— Set exercise —
Reproduce the records below word for word, keeping every line in its original order.

— Exercise material —

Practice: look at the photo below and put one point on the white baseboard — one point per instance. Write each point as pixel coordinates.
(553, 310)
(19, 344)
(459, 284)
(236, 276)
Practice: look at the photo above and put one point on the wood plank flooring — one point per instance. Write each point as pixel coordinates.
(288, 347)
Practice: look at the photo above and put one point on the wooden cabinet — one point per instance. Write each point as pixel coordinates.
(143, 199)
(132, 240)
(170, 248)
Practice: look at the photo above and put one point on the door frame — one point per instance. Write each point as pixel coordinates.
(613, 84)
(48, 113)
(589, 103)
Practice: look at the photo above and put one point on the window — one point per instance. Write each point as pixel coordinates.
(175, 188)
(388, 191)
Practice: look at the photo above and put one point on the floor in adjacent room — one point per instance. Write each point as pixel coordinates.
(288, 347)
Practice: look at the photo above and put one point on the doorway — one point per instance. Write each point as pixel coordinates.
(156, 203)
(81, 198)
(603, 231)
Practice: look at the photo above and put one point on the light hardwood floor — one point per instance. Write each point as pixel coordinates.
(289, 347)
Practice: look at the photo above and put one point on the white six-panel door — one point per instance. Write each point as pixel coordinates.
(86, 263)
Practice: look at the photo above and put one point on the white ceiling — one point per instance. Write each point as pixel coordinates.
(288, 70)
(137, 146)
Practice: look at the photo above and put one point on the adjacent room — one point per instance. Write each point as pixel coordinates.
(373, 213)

— Right answer —
Practice: look at the photo below and put one point on the white baseboard — one point per instance. Write each point as pixel coordinates.
(553, 310)
(19, 344)
(459, 284)
(236, 276)
Practice: look at the photo above and put one point on the wood plank flooring — one point per instance. Write each point as pixel coordinates.
(288, 347)
Practice: look at the photo above and put one point on the wooden cabinet — one point per instance. Write each point as pixel coordinates.
(143, 199)
(132, 240)
(170, 248)
Practice: look at the photo above and put one point on the door frame — one point per instance. Write each point as pixel coordinates.
(613, 84)
(48, 113)
(589, 103)
Practice: look at the photo above and put one point on the window — one point per instance. Write each point as pixel coordinates.
(175, 188)
(388, 191)
Practice: look at the photo above and put one point on the floor in adjacent room — one point per instance. Write each point as pixel coordinates.
(288, 347)
Practice: look at the photo above and put one point on the doorway — one point per instance. Write each point as pixel coordinates.
(156, 203)
(81, 198)
(603, 231)
Practice: look at the photo above and put one point on the light hardwood floor — one point per instance. Write each point as pixel coordinates.
(289, 347)
Practice: look at the photo above and put one point on the white six-panel door — one point per instance. Write each point as pixel coordinates.
(86, 263)
Practice: look at the photo above and put one point on the white ceiling — one point per instance. Write each point as pixel coordinates.
(288, 70)
(137, 146)
Practice: look at the photo above and put one point on the adjacent room — one point per instance. Write each point as pixel coordinates.
(373, 213)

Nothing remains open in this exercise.